Show each line of the rows below that contains the string "trunk". Case must match.

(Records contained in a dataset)
>> BEGIN
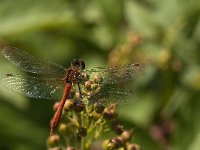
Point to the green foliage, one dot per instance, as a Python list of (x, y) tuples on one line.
[(164, 35)]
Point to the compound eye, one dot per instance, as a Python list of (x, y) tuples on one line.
[(77, 63)]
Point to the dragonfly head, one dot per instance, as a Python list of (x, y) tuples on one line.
[(78, 63)]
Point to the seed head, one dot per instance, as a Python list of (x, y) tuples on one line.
[(81, 132)]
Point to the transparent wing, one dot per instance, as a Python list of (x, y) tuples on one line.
[(34, 87), (32, 64), (117, 74), (114, 95)]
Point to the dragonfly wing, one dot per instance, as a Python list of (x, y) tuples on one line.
[(32, 64), (112, 95), (118, 74), (34, 87)]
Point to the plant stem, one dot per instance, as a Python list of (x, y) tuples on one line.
[(83, 125)]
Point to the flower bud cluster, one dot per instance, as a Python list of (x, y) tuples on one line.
[(85, 119)]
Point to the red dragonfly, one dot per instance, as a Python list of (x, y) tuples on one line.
[(55, 79)]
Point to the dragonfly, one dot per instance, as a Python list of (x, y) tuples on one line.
[(48, 80)]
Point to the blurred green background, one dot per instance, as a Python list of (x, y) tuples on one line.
[(163, 35)]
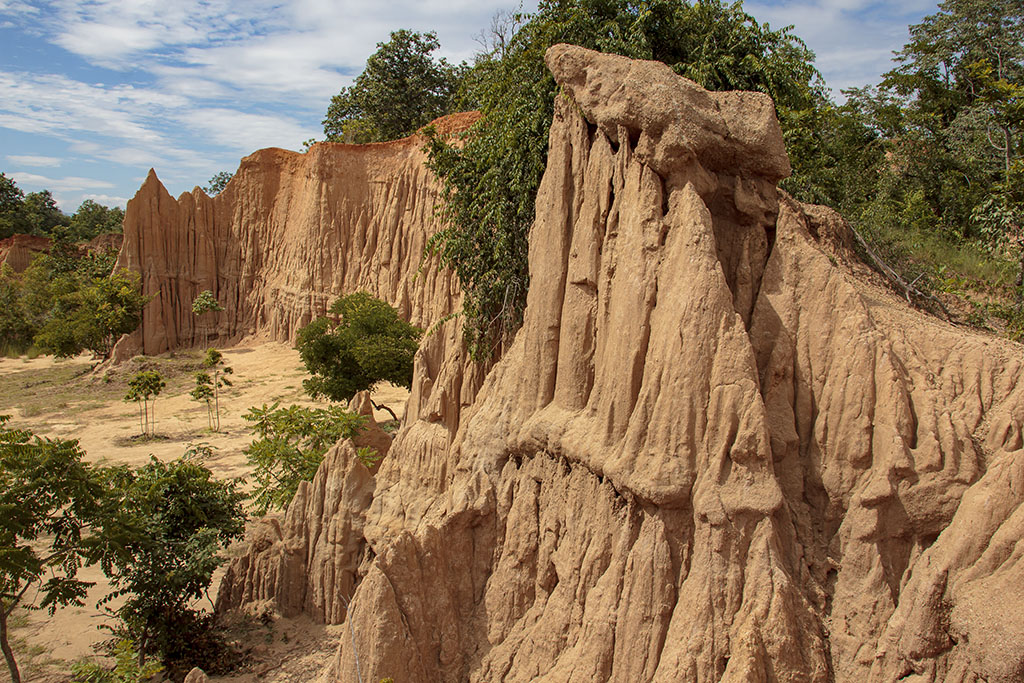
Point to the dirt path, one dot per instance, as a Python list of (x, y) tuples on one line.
[(68, 399)]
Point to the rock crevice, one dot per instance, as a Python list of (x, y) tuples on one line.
[(714, 451)]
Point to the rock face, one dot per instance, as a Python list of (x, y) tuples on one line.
[(289, 233), (17, 251), (715, 451)]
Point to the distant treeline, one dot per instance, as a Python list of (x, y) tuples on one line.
[(38, 213)]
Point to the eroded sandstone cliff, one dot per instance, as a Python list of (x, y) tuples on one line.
[(289, 233), (714, 452)]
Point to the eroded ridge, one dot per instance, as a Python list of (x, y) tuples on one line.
[(713, 452)]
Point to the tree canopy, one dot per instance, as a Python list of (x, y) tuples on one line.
[(38, 213), (49, 500), (491, 178), (401, 89), (218, 182), (365, 343)]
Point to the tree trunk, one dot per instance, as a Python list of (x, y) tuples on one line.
[(15, 675)]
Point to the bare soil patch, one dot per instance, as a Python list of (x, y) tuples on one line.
[(74, 399)]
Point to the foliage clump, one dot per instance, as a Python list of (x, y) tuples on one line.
[(289, 447), (50, 501), (401, 89), (163, 547), (143, 389), (209, 383), (365, 343), (491, 177)]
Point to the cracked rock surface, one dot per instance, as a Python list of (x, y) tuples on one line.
[(715, 451)]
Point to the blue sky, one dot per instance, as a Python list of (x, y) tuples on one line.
[(95, 92)]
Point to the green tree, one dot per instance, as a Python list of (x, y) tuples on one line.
[(15, 330), (218, 182), (11, 208), (48, 501), (93, 219), (209, 383), (42, 213), (289, 446), (91, 313), (143, 389), (163, 549), (401, 89), (491, 177), (365, 343)]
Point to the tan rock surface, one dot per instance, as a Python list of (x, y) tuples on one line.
[(289, 233), (17, 251), (713, 453)]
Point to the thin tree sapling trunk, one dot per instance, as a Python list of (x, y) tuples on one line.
[(15, 675)]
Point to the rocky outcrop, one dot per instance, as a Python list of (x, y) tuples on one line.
[(288, 235), (17, 251), (715, 452)]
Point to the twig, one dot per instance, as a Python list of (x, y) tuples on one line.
[(886, 269)]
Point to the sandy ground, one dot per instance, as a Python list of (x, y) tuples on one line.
[(262, 374)]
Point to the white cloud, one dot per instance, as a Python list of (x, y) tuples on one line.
[(247, 132), (69, 183), (30, 160)]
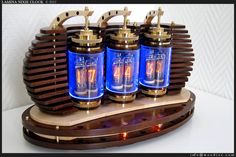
>> END
### Final result
Point to the tree trunk, one dot per instance, as a Python list of (x, y) tuples on one line.
Point to the thin tree sapling trunk, one dot per instance, as a Python list of (x, y) tuples on one line.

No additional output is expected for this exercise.